• _Source_

:::

The list.sort(reverse=True) method not consistent with description

Dear Python developers, The help(list) shows in a python console the following documentation string for the list.sort() method. sort(self, /, *, key=None, reverse=False) | Sort the list in ascending order and return None. | | The sort is in-place (i.e. the list itself is modified) and stable (i.e. the | order of two equal elements is **maintained**). Please notice the following inconsistency in Python3.10.0 and before of a sort(reverse=True) result:
L = [(1, 'a'), (2, 'b'), (1, 'c'), (2, 'd'), (3, 'e')] L.sort(reverse=True) L [(3, 'e'), (2, 'd'), (2, 'b'), (1, 'c'), (1, 'a')]
it should be:
L = [(1, 'a'), (2, 'b'), (1, 'c'), (2, 'd'), (3, 'e')] reverseTuplesSort(L) [(3, 'e'), (2, 'b'), (2, 'd'), (1, 'a'), (1, 'c')]
Same inconsistency appears when using a sorting key. Passing easily unnoticed may produce unexpected and potentially wrong ranking results. Best Regards, RB -- 50, Bvd G.-D. Charlotte L-1330 Luxembourg GD Luxembourg (Europe) (+352) 621 175 242

[Raymond Bisdorff <raymond.bisdorff@pt.lu>]
... Please notice the following inconsistency in Python3.10.0 and before of a sort(reverse=True) result:
L = [(1, 'a'), (2, 'b'), (1, 'c'), (2, 'd'), (3, 'e')] L.sort(reverse=True) L [(3, 'e'), (2, 'd'), (2, 'b'), (1, 'c'), (1, 'a')]
Looks good to me.
it should be:
L = [(1, 'a'), (2, 'b'), (1, 'c'), (2, 'd'), (3, 'e')] reverseTuplesSort(L) [(3, 'e'), (2, 'b'), (2, 'd'), (1, 'a'), (1, 'c')]
Stability is irrelevant in the example, because no two list elements are equal. You appear to be thinking, perhaps, that s[0] == t[0] when s == (1, 'a') and t == (1, 'c') means s and t "are equal", but that's not so at all.

:::

• _Goals_
#1 From the thread about the list.sort() method, return the stretch from "[Raymond Bisdorff <raymond.bisdorff@pt.lu>]" through "not so at all.", word for word.
#2 In the thread about the list.sort() method, why does the reply say stability is irrelevant in the example?

[Point-based annotation data]
:::

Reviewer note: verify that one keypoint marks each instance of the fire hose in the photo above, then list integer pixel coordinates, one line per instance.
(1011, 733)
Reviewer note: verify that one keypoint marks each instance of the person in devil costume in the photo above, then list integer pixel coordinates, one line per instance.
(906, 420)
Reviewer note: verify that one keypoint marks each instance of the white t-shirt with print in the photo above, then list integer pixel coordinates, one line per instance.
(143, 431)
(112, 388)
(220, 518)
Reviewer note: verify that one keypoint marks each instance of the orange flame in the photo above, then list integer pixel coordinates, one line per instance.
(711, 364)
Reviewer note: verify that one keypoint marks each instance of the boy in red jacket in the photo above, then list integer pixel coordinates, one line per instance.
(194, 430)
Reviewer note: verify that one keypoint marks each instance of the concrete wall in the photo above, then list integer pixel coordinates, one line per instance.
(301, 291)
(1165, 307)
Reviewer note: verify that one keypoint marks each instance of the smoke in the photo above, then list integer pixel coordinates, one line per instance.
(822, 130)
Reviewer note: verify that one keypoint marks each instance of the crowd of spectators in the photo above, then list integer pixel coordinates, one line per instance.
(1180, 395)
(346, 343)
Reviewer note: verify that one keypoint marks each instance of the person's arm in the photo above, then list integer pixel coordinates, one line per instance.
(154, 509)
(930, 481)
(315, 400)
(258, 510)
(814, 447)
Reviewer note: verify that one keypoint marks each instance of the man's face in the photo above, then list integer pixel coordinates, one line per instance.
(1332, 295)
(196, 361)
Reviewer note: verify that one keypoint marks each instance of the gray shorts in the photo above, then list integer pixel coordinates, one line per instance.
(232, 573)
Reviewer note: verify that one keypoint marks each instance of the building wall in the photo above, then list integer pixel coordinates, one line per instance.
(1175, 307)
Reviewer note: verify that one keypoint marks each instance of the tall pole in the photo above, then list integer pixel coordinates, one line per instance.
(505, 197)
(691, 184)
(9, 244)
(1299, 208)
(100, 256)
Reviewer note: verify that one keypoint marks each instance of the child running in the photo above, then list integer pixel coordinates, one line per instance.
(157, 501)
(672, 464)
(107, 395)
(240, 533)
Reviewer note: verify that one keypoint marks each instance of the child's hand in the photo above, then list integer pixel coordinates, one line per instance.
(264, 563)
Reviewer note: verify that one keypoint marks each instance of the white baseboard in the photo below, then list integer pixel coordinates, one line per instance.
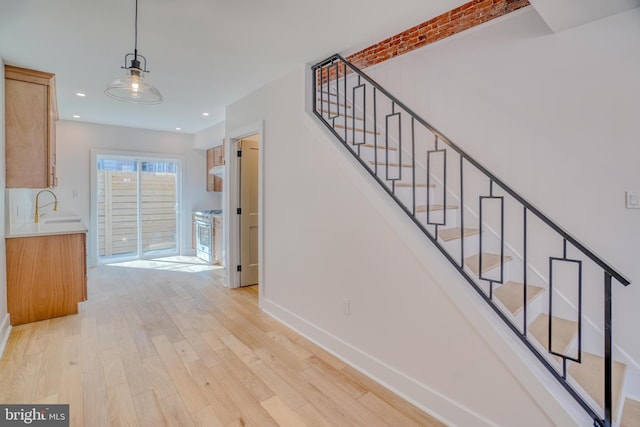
(431, 401)
(5, 331)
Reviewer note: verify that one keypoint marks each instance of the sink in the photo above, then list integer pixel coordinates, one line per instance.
(57, 219)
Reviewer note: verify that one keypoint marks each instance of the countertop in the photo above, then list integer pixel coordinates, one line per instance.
(44, 229)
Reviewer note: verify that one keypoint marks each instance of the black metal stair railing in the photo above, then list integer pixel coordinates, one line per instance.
(426, 173)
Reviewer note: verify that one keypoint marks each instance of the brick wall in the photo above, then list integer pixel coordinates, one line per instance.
(462, 18)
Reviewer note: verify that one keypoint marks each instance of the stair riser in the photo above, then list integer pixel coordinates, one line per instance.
(494, 275)
(450, 215)
(534, 308)
(368, 154)
(470, 246)
(405, 194)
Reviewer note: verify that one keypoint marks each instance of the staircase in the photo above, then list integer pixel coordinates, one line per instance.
(541, 281)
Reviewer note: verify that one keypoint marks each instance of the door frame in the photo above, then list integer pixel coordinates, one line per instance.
(231, 201)
(92, 240)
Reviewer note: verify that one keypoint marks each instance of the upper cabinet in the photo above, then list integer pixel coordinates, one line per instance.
(215, 157)
(30, 124)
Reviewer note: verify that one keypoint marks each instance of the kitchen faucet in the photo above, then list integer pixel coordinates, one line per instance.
(55, 203)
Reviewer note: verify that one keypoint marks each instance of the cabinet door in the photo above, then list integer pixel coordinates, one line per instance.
(27, 132)
(210, 164)
(217, 240)
(30, 112)
(54, 288)
(218, 155)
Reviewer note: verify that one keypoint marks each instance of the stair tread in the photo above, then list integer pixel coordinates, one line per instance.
(338, 125)
(349, 116)
(379, 147)
(405, 165)
(434, 207)
(489, 262)
(511, 295)
(630, 413)
(455, 233)
(564, 332)
(333, 103)
(408, 184)
(590, 375)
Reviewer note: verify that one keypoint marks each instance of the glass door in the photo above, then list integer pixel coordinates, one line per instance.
(137, 201)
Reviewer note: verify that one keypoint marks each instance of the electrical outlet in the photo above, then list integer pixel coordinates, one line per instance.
(633, 199)
(346, 306)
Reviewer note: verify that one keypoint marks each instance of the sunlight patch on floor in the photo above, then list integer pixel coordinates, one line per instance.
(187, 264)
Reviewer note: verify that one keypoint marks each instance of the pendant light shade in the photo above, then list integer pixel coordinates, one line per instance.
(132, 87)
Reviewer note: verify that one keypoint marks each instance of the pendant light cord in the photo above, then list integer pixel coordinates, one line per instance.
(135, 43)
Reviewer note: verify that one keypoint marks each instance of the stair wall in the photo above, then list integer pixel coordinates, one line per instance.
(330, 235)
(535, 108)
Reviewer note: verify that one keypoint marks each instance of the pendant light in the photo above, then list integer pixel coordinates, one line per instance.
(132, 87)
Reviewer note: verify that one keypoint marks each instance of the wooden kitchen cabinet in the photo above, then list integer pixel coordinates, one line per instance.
(215, 157)
(46, 276)
(217, 240)
(30, 128)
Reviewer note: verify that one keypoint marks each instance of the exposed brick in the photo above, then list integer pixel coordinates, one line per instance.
(449, 23)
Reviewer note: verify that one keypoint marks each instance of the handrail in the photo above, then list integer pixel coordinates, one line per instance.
(328, 71)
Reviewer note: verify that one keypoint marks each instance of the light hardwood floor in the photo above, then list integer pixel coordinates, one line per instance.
(159, 347)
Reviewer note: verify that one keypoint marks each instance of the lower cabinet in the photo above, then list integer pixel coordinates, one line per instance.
(46, 276)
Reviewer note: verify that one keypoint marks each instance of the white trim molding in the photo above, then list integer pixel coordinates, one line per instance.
(5, 331)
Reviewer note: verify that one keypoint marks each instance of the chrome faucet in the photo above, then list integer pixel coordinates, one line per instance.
(55, 203)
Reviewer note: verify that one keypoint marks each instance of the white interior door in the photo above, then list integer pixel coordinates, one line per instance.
(248, 163)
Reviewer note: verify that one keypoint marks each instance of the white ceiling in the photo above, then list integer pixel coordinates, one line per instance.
(563, 14)
(202, 54)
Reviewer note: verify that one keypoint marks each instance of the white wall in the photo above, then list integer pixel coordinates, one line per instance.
(329, 235)
(552, 114)
(75, 141)
(4, 319)
(209, 137)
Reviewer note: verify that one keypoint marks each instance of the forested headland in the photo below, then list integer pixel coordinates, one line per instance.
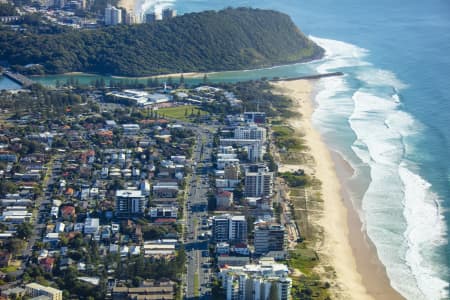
(230, 39)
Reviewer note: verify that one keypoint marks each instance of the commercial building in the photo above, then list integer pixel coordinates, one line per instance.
(227, 228)
(147, 290)
(36, 290)
(256, 281)
(168, 13)
(269, 237)
(255, 148)
(258, 181)
(130, 202)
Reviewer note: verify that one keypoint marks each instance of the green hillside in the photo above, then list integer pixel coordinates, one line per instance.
(230, 39)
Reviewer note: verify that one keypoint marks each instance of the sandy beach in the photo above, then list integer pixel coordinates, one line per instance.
(129, 5)
(359, 273)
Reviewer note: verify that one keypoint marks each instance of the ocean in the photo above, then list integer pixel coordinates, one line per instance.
(388, 117)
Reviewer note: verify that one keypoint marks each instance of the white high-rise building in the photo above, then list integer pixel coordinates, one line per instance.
(113, 15)
(255, 281)
(250, 132)
(258, 181)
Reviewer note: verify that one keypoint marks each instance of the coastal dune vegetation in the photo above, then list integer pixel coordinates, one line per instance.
(230, 39)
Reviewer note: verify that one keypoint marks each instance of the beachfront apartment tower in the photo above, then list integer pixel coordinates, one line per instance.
(269, 237)
(258, 181)
(227, 228)
(250, 132)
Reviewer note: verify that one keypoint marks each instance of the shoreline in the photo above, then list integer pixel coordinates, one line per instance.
(344, 246)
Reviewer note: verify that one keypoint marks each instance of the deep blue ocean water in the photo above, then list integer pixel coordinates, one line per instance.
(388, 117)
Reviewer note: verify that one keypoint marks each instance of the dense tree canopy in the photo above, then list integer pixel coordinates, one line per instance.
(208, 41)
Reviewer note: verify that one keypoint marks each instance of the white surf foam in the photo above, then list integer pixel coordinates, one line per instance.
(399, 208)
(425, 229)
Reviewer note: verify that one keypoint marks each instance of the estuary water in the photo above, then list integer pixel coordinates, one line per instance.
(388, 117)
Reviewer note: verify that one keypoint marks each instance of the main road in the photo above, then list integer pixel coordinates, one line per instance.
(199, 272)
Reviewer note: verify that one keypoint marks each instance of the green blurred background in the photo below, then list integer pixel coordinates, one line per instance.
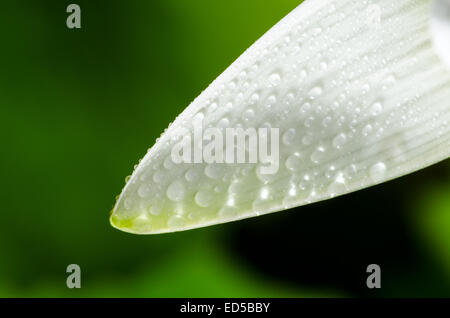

:::

• _Results of the tasks_
#1
[Raymond Bisdorff <raymond.bisdorff@pt.lu>]
... Please notice the following inconsistency in Python3.10.0 and before of a sort(reverse=True) result:
L = [(1, 'a'), (2, 'b'), (1, 'c'), (2, 'd'), (3, 'e')] L.sort(reverse=True) L [(3, 'e'), (2, 'd'), (2, 'b'), (1, 'c'), (1, 'a')]
Looks good to me.
it should be:
L = [(1, 'a'), (2, 'b'), (1, 'c'), (2, 'd'), (3, 'e')] reverseTuplesSort(L) [(3, 'e'), (2, 'b'), (2, 'd'), (1, 'a'), (1, 'c')]
Stability is irrelevant in the example, because no two list elements are equal. You appear to be thinking, perhaps, that s[0] == t[0] when s == (1, 'a') and t == (1, 'c') means s and t "are equal", but that's not so at all.

#2 Because no two list elements are equal.